**What you will do:**
From the listing below, retype exactly the line holding "of the wispy", the line holding "of the small", and the lines between them; skip everything else.

**Records for processing:**
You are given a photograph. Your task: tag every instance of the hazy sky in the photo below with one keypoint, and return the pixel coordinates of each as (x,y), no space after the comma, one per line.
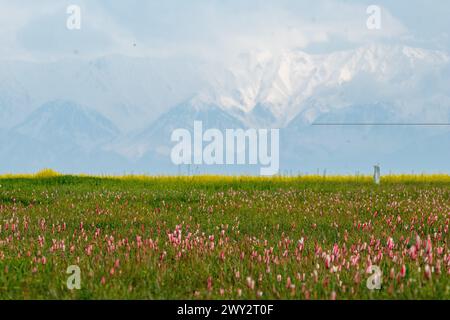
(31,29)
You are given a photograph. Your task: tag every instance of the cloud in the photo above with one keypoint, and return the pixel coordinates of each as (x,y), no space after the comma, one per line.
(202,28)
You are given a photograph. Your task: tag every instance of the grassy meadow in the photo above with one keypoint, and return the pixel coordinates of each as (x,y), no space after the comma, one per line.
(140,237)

...

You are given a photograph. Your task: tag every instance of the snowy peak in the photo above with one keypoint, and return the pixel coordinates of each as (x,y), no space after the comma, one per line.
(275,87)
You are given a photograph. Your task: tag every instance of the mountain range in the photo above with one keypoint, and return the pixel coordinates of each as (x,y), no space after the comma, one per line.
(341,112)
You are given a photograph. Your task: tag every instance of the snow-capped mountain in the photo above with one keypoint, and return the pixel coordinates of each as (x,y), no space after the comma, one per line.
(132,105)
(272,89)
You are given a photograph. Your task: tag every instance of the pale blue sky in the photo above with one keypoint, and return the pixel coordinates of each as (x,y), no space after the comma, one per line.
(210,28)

--

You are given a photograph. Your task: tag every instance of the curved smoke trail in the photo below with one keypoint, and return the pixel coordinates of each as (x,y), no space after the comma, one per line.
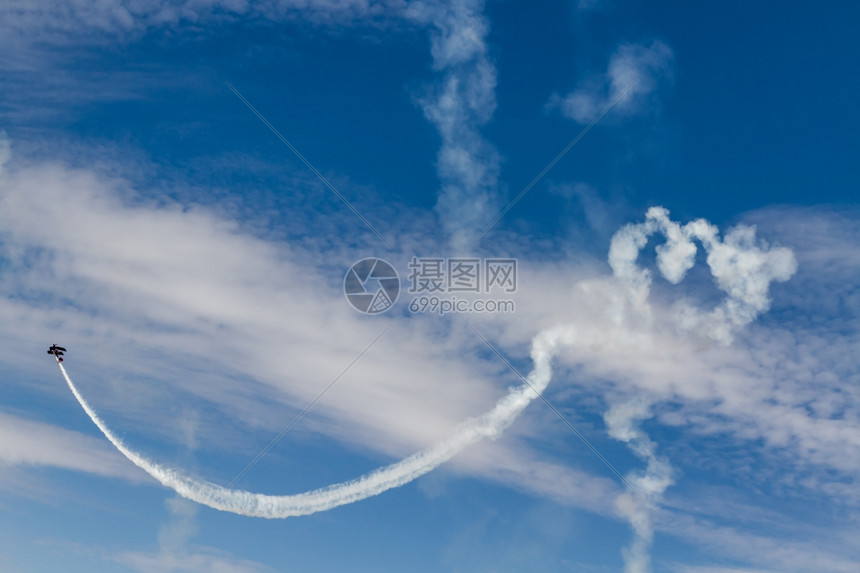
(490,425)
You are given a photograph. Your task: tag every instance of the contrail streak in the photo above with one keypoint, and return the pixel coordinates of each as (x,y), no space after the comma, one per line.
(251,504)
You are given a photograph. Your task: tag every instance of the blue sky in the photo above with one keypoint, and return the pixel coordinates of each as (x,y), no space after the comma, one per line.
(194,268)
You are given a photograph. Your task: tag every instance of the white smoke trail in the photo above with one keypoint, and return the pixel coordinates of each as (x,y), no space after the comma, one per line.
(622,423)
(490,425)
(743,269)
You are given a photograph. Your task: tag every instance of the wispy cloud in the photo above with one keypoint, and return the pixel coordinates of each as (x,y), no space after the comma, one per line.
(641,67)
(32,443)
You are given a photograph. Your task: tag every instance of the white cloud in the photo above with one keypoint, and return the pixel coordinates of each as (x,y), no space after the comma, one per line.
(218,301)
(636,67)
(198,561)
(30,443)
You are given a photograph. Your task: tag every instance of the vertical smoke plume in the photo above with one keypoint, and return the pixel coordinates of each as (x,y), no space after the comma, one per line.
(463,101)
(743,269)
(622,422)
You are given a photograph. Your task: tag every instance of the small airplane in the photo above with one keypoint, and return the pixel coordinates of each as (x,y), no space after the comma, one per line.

**Exercise response:**
You are given a photograph. Your task: tag every instance of the wispy cloud in the photo above with one keypoint, and return the pixel coordinates of each as (x,y), no space after the comma, one per line.
(641,67)
(32,443)
You are given a photograph. Your task: tag every instance of the white cloud in the photo above with one keypoint, and return the pixel coordinates of each as (x,y), no space after the comma, one per line.
(218,301)
(636,67)
(198,561)
(30,443)
You are given a photograph. Your task: tag every instance of the vertical smoke plume in the photo above with one keypoint, and return the pixel coordinates of each as (x,y), no space after the comma, one per line.
(463,101)
(743,269)
(622,422)
You are given a photograph. Your task: tag every instance of the small airplane in the photo above with one keypoint, and return the pixel coordinates of each as (x,y), no space after the comma, one per line.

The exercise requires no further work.